Objective: Pull out every line in the entries below that contains the word "strap", and copy each one as it stands. Case matters, so match only that exact form.

Record extracts:

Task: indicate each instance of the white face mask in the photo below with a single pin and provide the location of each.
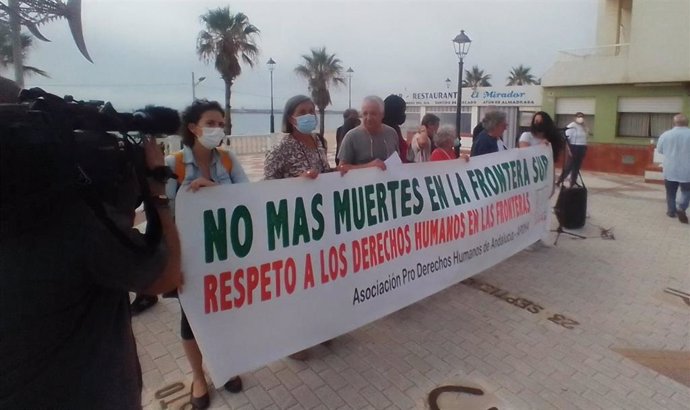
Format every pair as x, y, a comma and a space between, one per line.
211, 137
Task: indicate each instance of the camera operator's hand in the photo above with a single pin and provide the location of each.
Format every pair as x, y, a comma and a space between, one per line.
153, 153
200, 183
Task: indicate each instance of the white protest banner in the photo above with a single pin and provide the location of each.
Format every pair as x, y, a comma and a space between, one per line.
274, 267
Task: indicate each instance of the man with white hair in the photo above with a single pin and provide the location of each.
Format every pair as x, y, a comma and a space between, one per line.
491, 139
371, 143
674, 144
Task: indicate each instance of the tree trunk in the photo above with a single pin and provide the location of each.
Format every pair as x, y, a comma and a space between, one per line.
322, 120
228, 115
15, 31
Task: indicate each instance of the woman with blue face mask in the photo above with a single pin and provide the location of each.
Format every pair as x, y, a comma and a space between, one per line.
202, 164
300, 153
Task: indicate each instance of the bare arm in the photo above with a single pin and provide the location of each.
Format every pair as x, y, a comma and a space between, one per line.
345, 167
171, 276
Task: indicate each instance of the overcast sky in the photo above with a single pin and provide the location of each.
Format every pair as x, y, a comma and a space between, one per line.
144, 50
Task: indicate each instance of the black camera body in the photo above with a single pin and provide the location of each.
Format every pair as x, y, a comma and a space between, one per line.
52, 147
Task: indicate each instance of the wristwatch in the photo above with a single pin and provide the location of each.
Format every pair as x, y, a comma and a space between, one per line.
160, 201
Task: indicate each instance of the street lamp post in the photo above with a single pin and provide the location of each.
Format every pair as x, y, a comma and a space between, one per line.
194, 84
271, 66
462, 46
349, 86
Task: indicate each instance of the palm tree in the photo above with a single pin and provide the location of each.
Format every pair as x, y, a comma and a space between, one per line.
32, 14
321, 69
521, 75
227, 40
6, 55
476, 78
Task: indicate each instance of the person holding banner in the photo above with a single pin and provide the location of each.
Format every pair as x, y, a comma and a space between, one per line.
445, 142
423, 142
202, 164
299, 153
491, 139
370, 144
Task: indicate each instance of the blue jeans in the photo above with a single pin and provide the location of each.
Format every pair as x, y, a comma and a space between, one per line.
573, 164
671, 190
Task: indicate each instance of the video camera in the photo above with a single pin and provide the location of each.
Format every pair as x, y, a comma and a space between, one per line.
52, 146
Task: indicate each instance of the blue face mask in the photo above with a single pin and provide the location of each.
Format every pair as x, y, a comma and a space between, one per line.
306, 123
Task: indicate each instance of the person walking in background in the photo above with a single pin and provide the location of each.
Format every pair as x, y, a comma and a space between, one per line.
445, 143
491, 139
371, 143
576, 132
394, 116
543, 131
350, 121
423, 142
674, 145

--

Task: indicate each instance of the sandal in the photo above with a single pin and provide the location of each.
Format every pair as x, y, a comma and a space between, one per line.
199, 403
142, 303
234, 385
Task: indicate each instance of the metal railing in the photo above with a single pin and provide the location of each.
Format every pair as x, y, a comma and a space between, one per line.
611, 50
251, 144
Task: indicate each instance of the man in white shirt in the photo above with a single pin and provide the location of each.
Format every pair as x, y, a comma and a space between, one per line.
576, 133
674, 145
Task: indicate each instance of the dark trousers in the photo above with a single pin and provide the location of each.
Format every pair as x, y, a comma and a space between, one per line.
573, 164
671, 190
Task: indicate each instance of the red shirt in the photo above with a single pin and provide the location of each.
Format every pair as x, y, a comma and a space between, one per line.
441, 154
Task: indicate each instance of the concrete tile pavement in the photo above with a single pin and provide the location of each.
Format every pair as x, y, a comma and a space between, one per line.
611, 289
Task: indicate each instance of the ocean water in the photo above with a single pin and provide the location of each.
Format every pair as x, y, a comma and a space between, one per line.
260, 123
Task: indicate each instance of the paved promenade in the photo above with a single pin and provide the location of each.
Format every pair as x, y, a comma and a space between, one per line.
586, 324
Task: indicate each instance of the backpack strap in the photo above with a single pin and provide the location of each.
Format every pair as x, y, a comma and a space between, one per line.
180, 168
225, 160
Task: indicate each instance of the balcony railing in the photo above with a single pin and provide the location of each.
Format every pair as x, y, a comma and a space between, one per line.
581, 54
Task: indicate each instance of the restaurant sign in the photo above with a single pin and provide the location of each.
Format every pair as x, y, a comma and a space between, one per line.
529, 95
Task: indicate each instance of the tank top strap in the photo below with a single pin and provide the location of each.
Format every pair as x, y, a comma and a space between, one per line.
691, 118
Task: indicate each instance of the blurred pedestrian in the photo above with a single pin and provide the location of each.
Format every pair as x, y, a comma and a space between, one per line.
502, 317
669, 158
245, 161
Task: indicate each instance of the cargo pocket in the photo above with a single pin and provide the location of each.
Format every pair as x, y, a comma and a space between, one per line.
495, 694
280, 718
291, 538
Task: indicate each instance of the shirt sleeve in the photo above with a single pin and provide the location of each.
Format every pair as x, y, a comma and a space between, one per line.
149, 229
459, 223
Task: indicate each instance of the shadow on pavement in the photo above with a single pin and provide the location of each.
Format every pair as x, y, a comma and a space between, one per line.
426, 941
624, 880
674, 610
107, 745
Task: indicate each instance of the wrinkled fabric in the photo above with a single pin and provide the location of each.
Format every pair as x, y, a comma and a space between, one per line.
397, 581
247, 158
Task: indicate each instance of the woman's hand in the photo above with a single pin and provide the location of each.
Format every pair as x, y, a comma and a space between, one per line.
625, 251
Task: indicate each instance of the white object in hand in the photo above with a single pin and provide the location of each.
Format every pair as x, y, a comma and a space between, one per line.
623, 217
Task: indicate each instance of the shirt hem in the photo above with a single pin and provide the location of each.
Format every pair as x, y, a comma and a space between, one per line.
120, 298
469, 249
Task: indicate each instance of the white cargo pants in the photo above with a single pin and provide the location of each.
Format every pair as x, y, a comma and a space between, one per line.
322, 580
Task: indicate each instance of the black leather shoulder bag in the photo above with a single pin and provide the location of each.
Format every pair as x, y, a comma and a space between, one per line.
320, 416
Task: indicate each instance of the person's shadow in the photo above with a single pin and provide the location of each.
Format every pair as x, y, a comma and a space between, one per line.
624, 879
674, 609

Response to the task:
Task: indicate each instance of the backpack strap in the photo above with a single pin and provide the location of each.
Task: indicate each instance of the tank top strap in the photo below with a single pin and provide the location of each.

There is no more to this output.